- [Task objective]: Reproduce the items from the line containing "Would you mind pointing out the stream" through the line containing "Would you mind pointing out the blue", and replace "parked car" with "stationary vehicle" while keeping everything else the same. Leave the pictures out of your output.

- [Data to process]:
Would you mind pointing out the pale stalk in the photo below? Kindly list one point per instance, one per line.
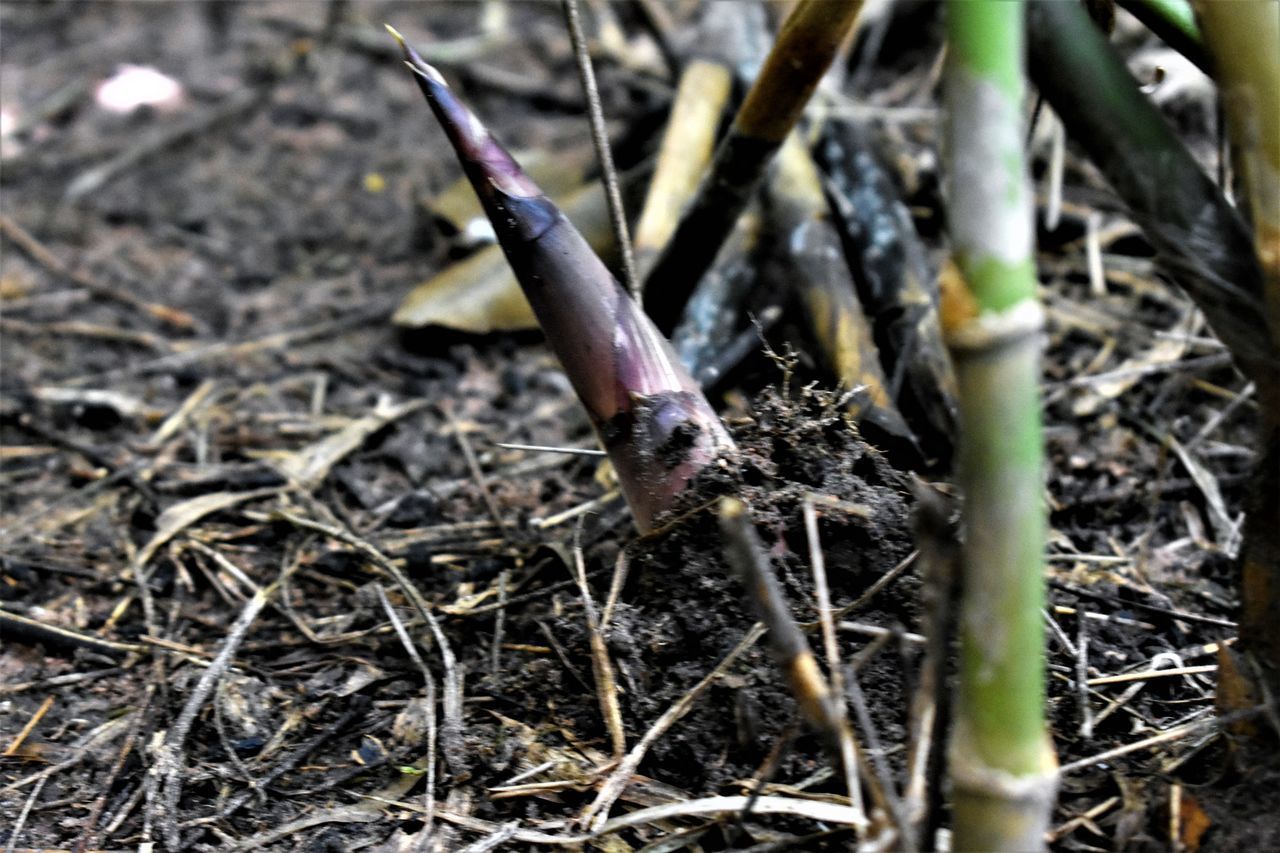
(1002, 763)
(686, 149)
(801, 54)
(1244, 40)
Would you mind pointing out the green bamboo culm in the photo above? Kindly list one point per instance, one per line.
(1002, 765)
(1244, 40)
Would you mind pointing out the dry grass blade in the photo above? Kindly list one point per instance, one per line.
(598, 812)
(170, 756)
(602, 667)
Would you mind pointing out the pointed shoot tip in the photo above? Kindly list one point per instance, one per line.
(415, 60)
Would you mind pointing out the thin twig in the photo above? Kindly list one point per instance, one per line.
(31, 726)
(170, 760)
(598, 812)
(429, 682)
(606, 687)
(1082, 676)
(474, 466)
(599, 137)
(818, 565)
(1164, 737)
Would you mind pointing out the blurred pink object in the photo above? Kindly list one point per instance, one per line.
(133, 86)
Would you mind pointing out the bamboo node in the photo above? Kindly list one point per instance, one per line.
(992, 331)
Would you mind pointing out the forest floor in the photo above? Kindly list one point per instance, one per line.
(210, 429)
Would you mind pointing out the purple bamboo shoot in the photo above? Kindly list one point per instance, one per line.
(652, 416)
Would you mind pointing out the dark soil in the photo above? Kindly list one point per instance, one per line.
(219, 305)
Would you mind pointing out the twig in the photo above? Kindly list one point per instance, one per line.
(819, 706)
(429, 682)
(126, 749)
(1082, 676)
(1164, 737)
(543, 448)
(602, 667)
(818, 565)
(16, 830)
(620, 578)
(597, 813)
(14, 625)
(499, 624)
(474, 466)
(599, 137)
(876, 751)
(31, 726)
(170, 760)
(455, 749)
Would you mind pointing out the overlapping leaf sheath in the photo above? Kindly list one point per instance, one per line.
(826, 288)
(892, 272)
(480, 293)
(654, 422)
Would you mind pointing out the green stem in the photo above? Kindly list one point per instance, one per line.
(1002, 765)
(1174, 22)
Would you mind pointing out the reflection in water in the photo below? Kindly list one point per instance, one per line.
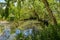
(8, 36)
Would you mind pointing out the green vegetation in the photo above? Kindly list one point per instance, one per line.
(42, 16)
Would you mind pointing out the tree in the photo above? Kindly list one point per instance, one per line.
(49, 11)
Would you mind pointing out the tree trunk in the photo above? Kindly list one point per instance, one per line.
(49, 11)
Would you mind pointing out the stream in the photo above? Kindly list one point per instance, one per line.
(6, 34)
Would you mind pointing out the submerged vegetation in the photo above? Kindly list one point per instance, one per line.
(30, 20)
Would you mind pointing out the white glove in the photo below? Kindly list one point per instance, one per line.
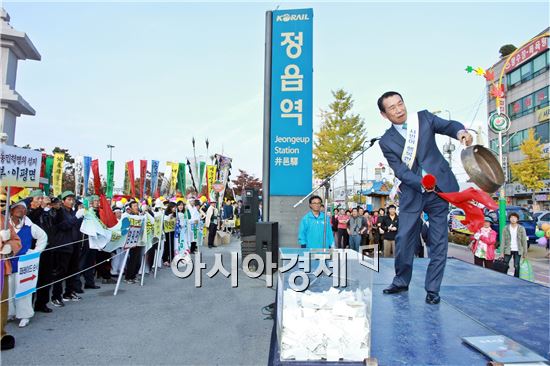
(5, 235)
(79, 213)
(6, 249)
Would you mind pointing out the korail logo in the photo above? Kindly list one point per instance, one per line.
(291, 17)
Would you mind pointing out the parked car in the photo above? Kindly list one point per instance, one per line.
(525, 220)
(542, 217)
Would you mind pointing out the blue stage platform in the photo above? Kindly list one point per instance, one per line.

--

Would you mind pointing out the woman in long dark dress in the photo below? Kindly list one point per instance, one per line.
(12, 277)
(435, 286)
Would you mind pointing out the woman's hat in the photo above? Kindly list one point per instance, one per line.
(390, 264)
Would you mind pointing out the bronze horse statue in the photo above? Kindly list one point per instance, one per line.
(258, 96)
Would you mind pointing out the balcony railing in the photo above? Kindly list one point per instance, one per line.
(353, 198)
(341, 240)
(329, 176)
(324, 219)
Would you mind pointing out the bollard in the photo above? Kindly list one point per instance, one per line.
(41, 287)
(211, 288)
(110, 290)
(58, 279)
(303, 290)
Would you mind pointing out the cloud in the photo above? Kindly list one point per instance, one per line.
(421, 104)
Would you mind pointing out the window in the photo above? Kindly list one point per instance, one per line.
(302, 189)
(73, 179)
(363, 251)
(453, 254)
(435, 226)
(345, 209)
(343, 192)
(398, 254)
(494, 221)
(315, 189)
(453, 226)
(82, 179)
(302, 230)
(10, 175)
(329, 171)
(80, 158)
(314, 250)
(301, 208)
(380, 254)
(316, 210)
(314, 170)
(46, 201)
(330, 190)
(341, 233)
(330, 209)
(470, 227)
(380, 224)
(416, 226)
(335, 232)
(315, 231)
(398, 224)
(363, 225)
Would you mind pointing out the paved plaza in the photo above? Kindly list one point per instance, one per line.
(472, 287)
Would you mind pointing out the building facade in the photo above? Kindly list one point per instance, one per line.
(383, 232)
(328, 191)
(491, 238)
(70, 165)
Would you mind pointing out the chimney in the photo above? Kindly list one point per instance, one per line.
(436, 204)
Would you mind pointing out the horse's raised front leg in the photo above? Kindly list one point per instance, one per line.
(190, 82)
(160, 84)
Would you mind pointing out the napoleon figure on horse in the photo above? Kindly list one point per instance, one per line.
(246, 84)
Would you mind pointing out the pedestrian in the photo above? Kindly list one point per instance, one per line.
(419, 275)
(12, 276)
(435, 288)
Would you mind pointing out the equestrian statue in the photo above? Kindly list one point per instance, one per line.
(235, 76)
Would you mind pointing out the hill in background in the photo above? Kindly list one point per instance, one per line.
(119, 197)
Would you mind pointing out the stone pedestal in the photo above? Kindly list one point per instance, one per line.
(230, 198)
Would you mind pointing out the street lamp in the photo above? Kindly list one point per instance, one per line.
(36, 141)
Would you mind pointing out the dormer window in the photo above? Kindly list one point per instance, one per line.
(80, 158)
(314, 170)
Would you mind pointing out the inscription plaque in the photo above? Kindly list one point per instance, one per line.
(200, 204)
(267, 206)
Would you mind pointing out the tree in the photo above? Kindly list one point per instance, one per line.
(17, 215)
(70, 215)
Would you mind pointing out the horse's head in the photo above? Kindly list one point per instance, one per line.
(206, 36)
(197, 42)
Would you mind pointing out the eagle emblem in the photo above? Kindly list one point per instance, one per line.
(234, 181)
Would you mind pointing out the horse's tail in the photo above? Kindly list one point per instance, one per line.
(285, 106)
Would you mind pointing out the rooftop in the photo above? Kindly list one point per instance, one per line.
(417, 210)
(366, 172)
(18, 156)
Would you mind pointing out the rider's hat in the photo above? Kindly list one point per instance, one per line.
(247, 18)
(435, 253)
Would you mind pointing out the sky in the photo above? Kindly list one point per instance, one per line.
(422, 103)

---

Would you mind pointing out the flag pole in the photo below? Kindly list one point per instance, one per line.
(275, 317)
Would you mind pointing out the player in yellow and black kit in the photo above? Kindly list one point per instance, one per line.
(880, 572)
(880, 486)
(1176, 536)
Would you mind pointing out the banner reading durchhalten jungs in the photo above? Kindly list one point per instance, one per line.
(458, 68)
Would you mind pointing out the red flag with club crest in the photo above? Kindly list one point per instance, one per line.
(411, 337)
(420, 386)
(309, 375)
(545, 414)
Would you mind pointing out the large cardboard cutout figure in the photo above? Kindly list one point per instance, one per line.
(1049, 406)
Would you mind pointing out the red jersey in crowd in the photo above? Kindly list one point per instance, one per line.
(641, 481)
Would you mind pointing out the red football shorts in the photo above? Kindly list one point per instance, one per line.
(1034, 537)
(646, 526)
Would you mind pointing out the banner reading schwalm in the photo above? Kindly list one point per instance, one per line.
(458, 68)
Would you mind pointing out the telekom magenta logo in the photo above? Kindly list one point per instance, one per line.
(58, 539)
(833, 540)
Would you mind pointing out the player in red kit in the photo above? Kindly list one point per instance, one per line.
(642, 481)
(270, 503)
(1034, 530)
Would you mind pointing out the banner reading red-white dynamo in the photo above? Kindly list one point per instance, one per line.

- [Final result]:
Would you mind pointing out the stream in the photo above? Kindly list one point per instance, one per line.
(6, 34)
Would you mind pointing out the submerged vegetation in the photo above? Kindly list one point per instance, one per line.
(30, 20)
Would you mind pointing out the white glove in the photo below? Kindly list one point per instance, one per line.
(5, 235)
(79, 213)
(6, 249)
Would you mind pointing out the korail logo in the photo above? Kindly list one point per instance, one per line.
(291, 17)
Would you mind pointing out the stationary vehicle in the photo above? Kindly list one point per instance, one per line.
(525, 220)
(542, 217)
Would you mind pointing out the blue stage platform in the photo above? Kindly list one point per instance, one per line.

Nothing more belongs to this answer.